-- Exercises --
(1) Please rewrite the paragraph of the forum post on Orion propulsion below that begins "They are pretty slow to change course" more briefly, keeping its main facts.
(2) In the forum post on Orion propulsion below, substitute "attackers" for "saboteurs" and give the passage starting at "Someone screwing the" and ending at "have to push.".
(3) Decide whether each statement agrees with the forum post on Orion propulsion below. Answer yes or no and quote the deciding words. (a) The fusion Orion designs involve significant handwaving. (b) Automated celestial navigation can be jammed. (c) Making the system safe would be very difficult today.

Post by someone_else »

I read the AR table on propulsion systems and from that table I gathered that the fusion Orion designs are pretty formidable independent transfer systems.
Yeah, but the fusion ones use significant amounts of handwaving (like how to make the bombs small enough or fully-fusion for example). The difference between that and pulling numbers from your ass is very very thin.
Someone screwing the guidance of the systems in the ground control centers equals lots of dead people or a completely stranded ship if there's a systems failure, right?
They are pretty slow to change course until they are in the final run (under the control of the client's ship), so unless your saboteurs can keep screwed the (multiple) control centers for 4-5 months, the ship is safe.

Anyway, if you want to make it SAFE, you can. It's not horribly difficult to do even now.

If you program them to just receive the coordinates of their client from the ground control ONCE and allow them to home in by automated celestial navigation, which is impossible to jam, then for the final approach (to slam on the pusher plate with a decent accuracy) they home on a beacon on the ship they have to push.

-- Dataset entries --
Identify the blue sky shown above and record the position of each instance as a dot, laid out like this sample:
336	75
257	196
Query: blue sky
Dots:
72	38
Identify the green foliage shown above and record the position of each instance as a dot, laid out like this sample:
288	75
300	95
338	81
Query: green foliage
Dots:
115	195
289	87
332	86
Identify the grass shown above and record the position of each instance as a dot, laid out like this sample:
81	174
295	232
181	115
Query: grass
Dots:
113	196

-- Expected outputs --
(1) Until their final run, when the client's ship takes control, they are slow to change course. The ship stays safe unless saboteurs can keep the multiple control centers compromised for 4-5 months.

(2)
Someone screwing the guidance of the systems in the ground control centers equals lots of dead people or a completely stranded ship if there's a systems failure, right?
They are pretty slow to change course until they are in the final run (under the control of the client's ship), so unless your attackers can keep screwed the (multiple) control centers for 4-5 months, the ship is safe.

Anyway, if you want to make it SAFE, you can. It's not horribly difficult to do even now.

If you program them to just receive the coordinates of their client from the ground control ONCE and allow them to home in by automated celestial navigation, which is impossible to jam, then for the final approach (to slam on the pusher plate with a decent accuracy) they home on a beacon on the ship they have to push.

(3)
(a) Yes: "the fusion ones use significant amounts of handwaving"
(b) No: "automated celestial navigation, which is impossible to jam"
(c) No: "It's not horribly difficult to do even now."